Aim
Please change "concrete platform" to "stone platform" in the entries from the line with "Please find every sandy" through the end of the entries, both included, and give those lines again with nothing else altered.

Material for this exercise

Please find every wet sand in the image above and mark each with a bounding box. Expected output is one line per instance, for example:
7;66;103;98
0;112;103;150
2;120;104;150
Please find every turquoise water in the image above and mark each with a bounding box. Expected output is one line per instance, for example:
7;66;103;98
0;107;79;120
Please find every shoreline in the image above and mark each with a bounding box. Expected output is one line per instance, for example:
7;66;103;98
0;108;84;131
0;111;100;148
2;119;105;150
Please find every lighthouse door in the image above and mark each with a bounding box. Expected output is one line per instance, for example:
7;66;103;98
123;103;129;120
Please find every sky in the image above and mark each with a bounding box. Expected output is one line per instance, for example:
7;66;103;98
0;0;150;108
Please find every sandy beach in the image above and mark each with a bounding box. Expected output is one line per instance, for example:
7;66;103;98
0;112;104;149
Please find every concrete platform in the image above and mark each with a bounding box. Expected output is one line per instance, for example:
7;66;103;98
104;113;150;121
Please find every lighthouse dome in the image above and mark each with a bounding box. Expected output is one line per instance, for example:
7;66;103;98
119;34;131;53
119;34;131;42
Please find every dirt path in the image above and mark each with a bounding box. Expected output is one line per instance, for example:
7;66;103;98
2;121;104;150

Finished answer
Please find every sandy beach in the image above and mark each with a bounding box. Expected output is one line per instance, for example:
7;66;103;98
0;112;104;149
Please find every stone platform in the image above and mark each with a bounding box. Expected output is one line per instance, for example:
7;66;103;98
104;113;150;121
Please find every lighthouse dome in the image above and mark each with a bounding box. Expected output is one line per instance, for example:
7;66;103;98
119;34;131;53
119;34;131;42
Please find every dirt path in the image above and mark each with a bounding box. Expected output is one line per instance, for example:
7;66;103;98
2;121;104;150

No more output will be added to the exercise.